Task instructions: Report every line of the data below that contains the word "with".

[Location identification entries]
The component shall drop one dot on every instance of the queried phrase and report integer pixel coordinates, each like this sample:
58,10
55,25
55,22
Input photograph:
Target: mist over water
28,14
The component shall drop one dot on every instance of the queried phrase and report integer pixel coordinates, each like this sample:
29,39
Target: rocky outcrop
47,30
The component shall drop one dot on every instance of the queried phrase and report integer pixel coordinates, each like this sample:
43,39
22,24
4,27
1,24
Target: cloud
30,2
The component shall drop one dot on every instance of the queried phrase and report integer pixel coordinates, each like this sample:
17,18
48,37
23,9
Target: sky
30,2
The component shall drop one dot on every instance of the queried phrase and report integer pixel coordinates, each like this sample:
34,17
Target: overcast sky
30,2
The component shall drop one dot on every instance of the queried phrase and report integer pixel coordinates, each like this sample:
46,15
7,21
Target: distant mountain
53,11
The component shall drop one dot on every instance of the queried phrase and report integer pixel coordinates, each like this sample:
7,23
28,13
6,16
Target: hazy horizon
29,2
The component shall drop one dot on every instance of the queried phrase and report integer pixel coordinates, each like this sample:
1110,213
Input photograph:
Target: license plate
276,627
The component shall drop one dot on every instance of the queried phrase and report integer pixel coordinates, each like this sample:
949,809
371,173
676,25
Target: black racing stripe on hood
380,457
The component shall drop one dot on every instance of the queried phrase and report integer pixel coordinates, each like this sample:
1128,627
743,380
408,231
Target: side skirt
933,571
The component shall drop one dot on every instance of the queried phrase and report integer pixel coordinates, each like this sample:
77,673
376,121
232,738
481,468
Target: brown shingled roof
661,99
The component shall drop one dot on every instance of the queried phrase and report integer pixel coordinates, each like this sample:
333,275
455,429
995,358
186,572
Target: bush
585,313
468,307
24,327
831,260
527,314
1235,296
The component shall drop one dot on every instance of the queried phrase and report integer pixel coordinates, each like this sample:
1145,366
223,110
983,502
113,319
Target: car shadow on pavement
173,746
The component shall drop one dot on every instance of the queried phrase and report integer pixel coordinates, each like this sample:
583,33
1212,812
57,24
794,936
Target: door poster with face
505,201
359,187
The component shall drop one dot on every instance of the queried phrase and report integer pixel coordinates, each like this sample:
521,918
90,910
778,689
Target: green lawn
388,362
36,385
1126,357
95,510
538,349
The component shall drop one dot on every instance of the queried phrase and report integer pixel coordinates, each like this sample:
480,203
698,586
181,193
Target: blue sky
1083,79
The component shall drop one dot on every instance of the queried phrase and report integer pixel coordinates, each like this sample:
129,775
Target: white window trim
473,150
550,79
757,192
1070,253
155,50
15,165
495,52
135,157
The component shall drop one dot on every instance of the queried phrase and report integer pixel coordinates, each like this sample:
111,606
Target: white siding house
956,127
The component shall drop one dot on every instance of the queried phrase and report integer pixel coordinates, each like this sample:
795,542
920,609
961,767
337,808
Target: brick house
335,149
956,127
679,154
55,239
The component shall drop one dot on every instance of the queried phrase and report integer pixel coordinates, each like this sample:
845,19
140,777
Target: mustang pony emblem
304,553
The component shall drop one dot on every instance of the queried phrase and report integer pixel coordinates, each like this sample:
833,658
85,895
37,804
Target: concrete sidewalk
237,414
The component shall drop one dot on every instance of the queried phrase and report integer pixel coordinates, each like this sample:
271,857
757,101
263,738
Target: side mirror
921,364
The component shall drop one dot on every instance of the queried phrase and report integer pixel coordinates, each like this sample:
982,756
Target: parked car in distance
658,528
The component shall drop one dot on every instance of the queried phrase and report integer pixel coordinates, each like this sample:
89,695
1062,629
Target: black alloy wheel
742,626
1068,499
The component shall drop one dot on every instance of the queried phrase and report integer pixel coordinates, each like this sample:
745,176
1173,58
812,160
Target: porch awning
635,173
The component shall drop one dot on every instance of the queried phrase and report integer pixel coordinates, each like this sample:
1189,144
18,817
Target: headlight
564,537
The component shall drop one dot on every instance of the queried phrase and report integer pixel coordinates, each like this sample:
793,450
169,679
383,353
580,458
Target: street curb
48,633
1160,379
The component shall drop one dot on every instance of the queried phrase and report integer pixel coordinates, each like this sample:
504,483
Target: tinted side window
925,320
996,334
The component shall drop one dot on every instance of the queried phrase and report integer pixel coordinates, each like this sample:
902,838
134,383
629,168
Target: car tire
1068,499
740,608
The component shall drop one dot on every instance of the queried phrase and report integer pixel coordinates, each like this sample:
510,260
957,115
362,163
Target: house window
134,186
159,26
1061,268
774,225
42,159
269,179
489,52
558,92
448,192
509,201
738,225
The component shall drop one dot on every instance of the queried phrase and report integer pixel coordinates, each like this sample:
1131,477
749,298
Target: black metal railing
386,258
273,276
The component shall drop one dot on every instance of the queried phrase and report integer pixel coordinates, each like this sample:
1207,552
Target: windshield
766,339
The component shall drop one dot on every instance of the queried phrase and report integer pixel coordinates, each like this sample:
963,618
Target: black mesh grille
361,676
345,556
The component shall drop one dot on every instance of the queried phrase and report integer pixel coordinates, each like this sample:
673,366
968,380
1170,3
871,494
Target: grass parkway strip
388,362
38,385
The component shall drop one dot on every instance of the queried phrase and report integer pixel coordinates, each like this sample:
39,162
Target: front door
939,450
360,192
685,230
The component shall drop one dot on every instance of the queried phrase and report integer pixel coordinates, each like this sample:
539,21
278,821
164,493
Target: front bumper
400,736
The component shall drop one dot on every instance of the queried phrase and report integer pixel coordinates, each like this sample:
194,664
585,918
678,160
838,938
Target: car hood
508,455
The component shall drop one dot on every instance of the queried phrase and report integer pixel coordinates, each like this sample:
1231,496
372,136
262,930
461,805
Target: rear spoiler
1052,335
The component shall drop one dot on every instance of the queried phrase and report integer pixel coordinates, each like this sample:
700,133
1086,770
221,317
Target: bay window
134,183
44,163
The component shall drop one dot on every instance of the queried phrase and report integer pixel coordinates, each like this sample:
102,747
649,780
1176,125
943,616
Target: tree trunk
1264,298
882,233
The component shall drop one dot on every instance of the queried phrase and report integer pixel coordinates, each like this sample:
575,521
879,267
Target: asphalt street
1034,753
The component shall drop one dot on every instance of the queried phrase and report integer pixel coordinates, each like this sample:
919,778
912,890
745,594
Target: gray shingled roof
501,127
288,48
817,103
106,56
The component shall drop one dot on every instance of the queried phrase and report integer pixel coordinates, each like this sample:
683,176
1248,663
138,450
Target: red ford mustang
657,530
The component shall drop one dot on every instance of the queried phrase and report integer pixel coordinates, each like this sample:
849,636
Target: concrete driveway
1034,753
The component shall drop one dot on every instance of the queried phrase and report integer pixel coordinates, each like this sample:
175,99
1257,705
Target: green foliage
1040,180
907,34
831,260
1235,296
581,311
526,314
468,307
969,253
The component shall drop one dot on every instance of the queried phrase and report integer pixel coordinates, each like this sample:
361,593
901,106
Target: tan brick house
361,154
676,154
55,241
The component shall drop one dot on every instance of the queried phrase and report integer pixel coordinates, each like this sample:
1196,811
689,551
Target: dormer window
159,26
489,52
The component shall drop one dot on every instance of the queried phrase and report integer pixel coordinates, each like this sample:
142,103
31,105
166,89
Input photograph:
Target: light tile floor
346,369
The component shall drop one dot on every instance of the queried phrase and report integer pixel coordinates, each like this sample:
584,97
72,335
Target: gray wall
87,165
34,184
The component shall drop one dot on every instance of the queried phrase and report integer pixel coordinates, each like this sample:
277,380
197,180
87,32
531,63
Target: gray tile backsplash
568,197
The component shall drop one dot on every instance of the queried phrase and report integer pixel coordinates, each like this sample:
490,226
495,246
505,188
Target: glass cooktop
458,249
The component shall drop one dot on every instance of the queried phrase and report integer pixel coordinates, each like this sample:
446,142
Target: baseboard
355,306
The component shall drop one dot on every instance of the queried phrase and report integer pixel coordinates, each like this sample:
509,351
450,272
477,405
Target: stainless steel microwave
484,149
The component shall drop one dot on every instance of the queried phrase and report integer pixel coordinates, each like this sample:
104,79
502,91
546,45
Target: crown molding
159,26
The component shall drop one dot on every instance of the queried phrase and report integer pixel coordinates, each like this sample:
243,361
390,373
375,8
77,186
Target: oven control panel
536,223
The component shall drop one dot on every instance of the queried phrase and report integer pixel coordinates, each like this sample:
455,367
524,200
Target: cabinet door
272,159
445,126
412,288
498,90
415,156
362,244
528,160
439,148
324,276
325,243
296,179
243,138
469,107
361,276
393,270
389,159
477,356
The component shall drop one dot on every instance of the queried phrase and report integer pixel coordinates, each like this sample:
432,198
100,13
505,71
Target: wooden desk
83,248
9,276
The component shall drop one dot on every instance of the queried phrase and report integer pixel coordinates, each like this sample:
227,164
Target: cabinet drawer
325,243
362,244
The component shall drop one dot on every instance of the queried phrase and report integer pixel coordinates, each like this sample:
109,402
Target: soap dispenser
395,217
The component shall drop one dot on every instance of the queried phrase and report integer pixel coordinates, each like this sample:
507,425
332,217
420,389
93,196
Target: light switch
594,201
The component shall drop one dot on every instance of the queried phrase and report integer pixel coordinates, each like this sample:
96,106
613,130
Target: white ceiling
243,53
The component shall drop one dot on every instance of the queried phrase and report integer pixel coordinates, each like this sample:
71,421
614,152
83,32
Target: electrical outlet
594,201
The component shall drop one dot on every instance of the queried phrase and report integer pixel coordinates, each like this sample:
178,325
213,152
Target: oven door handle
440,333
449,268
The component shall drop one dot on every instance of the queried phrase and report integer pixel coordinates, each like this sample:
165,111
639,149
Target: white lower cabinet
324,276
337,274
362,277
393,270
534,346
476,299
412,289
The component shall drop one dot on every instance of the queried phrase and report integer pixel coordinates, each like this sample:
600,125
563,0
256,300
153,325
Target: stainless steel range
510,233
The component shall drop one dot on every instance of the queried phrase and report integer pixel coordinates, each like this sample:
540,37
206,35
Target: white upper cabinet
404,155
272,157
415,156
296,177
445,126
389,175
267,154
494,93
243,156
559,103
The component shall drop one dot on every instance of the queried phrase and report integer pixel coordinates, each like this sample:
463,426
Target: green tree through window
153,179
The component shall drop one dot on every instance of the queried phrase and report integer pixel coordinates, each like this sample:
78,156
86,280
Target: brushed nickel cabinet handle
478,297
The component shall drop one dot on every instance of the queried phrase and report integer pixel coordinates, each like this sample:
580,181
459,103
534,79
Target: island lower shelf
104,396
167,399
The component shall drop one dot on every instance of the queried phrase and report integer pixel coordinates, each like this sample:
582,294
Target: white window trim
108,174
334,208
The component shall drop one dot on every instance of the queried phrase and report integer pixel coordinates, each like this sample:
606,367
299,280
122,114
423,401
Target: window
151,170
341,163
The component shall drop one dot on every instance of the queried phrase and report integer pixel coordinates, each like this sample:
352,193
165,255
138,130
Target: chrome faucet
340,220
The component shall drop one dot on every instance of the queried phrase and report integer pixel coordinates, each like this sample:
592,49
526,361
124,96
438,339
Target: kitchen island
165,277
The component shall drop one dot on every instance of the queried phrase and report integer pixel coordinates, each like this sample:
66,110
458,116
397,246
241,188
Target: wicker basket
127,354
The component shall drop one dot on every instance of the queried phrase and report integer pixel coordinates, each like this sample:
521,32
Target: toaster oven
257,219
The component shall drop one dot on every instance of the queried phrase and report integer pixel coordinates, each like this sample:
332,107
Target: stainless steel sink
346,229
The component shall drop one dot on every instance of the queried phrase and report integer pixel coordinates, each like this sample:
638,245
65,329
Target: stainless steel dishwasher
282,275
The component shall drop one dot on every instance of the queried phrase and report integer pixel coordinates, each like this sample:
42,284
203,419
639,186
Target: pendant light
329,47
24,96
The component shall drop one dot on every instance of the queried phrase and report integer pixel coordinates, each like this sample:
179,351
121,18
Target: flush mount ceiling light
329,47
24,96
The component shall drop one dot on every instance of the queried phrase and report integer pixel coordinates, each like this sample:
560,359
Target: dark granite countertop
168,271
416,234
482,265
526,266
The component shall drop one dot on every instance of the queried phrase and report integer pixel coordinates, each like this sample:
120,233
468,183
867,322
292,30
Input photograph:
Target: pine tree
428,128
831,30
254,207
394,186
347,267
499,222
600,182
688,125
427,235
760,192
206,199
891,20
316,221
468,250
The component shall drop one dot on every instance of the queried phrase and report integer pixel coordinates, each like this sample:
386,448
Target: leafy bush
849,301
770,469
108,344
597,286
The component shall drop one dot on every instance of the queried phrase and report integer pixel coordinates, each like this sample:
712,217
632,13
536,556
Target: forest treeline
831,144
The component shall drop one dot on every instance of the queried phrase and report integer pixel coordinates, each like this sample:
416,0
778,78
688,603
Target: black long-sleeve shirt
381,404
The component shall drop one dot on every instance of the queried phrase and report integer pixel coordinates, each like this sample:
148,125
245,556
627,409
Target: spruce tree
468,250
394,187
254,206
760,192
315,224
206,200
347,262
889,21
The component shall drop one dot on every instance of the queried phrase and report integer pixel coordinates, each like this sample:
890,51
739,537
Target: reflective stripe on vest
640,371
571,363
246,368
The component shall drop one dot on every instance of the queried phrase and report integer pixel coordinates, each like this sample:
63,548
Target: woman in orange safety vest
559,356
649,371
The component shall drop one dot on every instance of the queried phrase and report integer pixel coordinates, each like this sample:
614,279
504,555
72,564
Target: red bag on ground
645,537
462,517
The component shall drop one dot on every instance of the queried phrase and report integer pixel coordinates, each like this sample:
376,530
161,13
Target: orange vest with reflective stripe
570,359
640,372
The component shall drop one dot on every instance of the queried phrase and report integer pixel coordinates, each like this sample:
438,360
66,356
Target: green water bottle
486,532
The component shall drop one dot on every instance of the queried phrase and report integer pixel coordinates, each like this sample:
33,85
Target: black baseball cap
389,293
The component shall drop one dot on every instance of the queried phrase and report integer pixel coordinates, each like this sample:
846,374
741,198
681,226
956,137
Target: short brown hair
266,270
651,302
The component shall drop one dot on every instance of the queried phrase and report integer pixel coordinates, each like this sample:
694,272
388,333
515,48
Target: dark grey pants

Problem solution:
Target: door poster with face
Target: orange vest with reflective stripe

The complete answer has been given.